## Document passage
— BEGIN —
By far the most economically important plantation species in New Zealand is radiata pine, a versatile timber species native to North America. This makes up 90 % of the planted forest resource and 95 % of roundwood production in 2013. Radiata pine sawn timber is used in many applications including construction, mouldings, furniture, and packaging. It is peeled and sliced for veneer which is used to make plywood and increasingly laminated veneer lumber. It is also used to make other panel products, including medium density fibreboard and particleboard. Both mechanical and chemical pulps are produced from radiata pine as well as a range of paper and paperboard products. Treated roundwood is used for posts and poles and there is extensive use for energy. Douglas-fir, the second most common plantation species is mainly used for above-ground timber framing.

Wood processing waste is used extensively for energy generation, enabling the wood processing industry to be 70 % self-sufficient in energy. In 2014, 55 % of total roundwood production was exported as roundwood, mainly to East Asia. The relatively small volume of timber produced from natural forest is mainly used for speciality purposes including furniture and cultural uses.

3 Assessment of Wood Resources

3.1 Forest Available for Wood Supply

3.1.1 Assessment of Restrictions

The LUCAS NFI is not used for wood supply analysis so does not consider the availability of forests for harvest. No forecasting of future wood supply from indigenous forests is conducted.

By definition, all areas included in the annual NEFD survey is production forest planted for the purposes of timber harvesting and can be assumed to be technically and legally available. Separate assessments have been made of the economic availability of forests under difference scenarios, as some small, remote forests on steep sites may not be economic to harvest in all but the most favourable conditions. Some area may therefore be excluded from wood supply forecasts as a result of these analyses and on the advice of local experts.

The wood availability forecasts rely extensively on the knowledge of forest industry representatives within each region to verify the information contained within the NEFD database, provide growth and yield estimates and provide harvest intentions over the immediate 15 year period. In some regions the NEFD areas of small forest owners are reduced and further reductions are made to over-mature areas (e.g. Ministry of Agriculture and Forestry 2006).

The main focus of the wood availability forecasts is to present alternative scenarios for the harvest of the small grower resource, which is concentrated in a relative narrow band of ages due to a period of high but unsustained afforestation in the mid-1990s. In practice, harvesting of forests is managed to maximise the benefits to the enterprise that owns them. Each enterprise has its own harvesting strategy based on the forest owners’ objectives, market conditions and the forest estate it owns or manages.

3.2 Wood Quality

3.2.1 Stem Quality and Assortments

Grade specifications for logs produced in New Zealand are determined by negotiation between the buyer and seller—there is no officially prescribed standard. Typically a planted forest log grade is defined in terms of factors including log size (minimum, maximum or average small end diameter; maximum large end diameter; length) and quality (species; straightness; branch/knot characteristics; internode length; clearwood recovery; defect allowances; ovality; pith location; fibre stiffness; treatment e.g. debarked, sapstain treated, condition). Additional factors such as environmental certification may also be included as a grade requirement (Katz 2005).

For broad planning purposes, the NEFD maintains regional yield tables with three log grades: pruned veneer and sawlogs, unpruned sawlogs and pulp logs (Ministry for Primary Industries 2014).
— END —
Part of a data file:
— BEGIN —
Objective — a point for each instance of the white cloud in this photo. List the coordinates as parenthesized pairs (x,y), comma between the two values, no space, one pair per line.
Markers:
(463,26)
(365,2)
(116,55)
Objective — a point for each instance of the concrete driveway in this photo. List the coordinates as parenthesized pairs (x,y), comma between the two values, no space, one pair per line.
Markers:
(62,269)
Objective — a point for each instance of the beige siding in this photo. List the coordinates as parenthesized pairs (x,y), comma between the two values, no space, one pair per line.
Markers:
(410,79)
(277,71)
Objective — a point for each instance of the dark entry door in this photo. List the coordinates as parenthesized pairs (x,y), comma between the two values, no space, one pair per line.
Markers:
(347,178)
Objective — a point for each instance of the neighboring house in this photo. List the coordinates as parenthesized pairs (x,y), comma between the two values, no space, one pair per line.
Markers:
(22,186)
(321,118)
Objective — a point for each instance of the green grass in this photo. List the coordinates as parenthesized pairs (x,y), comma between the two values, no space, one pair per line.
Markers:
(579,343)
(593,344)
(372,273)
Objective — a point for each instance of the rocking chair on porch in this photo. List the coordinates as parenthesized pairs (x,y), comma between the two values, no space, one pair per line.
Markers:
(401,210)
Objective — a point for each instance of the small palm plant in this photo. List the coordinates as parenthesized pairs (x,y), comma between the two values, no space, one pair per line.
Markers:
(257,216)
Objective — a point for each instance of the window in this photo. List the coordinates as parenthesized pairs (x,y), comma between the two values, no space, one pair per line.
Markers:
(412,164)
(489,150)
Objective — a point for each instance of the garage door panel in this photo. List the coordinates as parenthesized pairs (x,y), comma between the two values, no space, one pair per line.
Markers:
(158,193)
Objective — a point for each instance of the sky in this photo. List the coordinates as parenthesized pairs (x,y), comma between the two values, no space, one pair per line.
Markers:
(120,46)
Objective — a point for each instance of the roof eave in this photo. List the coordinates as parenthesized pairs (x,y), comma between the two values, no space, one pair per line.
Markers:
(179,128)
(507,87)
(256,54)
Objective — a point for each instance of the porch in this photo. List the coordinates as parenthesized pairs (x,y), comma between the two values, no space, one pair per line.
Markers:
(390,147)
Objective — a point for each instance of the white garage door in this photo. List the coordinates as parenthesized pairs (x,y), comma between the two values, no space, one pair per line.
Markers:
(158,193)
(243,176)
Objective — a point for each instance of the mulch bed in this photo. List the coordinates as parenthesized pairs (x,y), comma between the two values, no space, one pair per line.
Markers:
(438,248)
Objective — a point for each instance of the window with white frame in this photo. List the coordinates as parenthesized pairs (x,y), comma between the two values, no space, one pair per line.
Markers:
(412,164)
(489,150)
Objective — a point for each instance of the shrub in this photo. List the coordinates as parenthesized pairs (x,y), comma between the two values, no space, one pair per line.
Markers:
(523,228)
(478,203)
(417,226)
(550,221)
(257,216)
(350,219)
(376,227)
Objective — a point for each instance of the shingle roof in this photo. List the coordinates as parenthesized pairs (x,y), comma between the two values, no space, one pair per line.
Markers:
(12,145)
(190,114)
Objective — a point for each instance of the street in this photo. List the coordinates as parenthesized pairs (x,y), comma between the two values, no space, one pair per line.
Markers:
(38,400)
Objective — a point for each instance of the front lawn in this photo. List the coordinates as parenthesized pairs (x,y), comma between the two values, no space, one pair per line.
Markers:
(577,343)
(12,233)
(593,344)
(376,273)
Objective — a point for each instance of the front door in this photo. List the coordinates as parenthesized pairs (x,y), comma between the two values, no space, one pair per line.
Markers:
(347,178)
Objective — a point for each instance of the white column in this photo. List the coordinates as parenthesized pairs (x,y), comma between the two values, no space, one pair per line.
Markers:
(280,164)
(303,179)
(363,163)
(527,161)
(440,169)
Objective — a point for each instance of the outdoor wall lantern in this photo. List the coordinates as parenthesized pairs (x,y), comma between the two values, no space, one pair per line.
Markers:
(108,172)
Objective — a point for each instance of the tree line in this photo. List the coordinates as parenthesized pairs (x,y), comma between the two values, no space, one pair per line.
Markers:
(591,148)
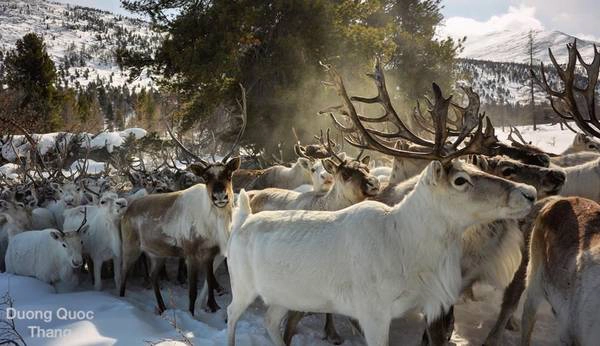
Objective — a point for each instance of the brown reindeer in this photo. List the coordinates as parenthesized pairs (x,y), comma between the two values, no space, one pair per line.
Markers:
(571,103)
(564,269)
(193,224)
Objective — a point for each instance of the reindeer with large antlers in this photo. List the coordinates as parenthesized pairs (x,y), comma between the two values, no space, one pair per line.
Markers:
(562,262)
(50,255)
(502,238)
(192,223)
(370,261)
(352,184)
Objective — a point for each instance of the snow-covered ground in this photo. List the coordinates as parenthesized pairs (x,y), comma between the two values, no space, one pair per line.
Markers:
(72,32)
(549,138)
(132,320)
(47,142)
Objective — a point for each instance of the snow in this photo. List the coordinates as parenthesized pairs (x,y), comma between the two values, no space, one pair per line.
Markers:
(513,46)
(548,137)
(132,320)
(93,167)
(47,142)
(9,170)
(71,31)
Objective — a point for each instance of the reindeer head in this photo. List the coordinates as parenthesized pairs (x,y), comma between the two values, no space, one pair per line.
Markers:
(547,181)
(458,188)
(352,177)
(71,242)
(321,178)
(581,142)
(217,176)
(70,193)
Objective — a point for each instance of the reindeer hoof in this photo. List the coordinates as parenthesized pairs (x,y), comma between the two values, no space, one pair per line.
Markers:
(513,324)
(212,308)
(334,339)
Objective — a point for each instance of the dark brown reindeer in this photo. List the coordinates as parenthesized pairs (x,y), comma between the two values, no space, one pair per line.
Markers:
(579,222)
(192,223)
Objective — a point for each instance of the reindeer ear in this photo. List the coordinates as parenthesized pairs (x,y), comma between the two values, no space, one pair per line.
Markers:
(365,160)
(433,173)
(83,230)
(197,168)
(329,166)
(580,138)
(304,163)
(56,235)
(233,164)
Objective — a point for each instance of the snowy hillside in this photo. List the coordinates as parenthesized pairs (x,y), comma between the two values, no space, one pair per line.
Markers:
(497,64)
(81,41)
(513,46)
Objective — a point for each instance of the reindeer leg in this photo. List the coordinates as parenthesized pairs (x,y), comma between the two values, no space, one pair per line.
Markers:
(211,281)
(439,331)
(192,274)
(155,269)
(510,299)
(181,271)
(291,325)
(330,333)
(210,276)
(128,261)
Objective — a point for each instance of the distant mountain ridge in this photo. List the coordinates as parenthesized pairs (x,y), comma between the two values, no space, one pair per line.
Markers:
(513,46)
(80,40)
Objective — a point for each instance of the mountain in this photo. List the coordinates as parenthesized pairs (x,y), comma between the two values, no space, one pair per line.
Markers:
(80,40)
(513,46)
(497,65)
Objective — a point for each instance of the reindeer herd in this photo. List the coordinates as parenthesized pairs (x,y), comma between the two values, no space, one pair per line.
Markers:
(448,207)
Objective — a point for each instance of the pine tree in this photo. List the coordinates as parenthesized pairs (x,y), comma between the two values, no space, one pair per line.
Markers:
(30,71)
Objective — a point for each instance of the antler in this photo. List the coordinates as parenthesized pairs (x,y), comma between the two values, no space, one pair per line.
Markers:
(568,107)
(84,220)
(198,159)
(437,150)
(313,151)
(329,147)
(243,128)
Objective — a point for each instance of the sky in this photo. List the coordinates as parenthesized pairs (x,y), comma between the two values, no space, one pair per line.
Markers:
(476,17)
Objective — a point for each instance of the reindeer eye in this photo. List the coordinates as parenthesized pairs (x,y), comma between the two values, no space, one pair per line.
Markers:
(508,171)
(460,181)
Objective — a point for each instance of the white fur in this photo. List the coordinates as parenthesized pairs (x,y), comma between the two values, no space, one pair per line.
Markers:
(583,181)
(102,241)
(39,255)
(369,261)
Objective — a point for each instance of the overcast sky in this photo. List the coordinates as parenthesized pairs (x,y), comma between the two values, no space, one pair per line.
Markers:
(473,17)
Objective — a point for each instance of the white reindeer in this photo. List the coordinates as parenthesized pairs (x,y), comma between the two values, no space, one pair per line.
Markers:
(193,223)
(102,241)
(276,176)
(583,181)
(321,179)
(408,259)
(49,255)
(352,184)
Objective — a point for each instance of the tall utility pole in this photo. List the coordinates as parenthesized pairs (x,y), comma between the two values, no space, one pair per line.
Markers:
— END —
## Description of the task
Decide whether each statement agrees with the passage on New Zealand plantation forestry, and quote the words that settle it: (a) Radiata pine is native to North America. (b) New Zealand has an officially prescribed standard for log grades. (c) The NEFD regional yield tables use four log grades. Answer using only the passage on New Zealand plantation forestry.

## Exercise result
(a) Yes: "a versatile timber species native to North America"
(b) No: "there is no officially prescribed standard"
(c) No: "three log grades: pruned veneer and sawlogs, unpruned sawlogs and pulp logs"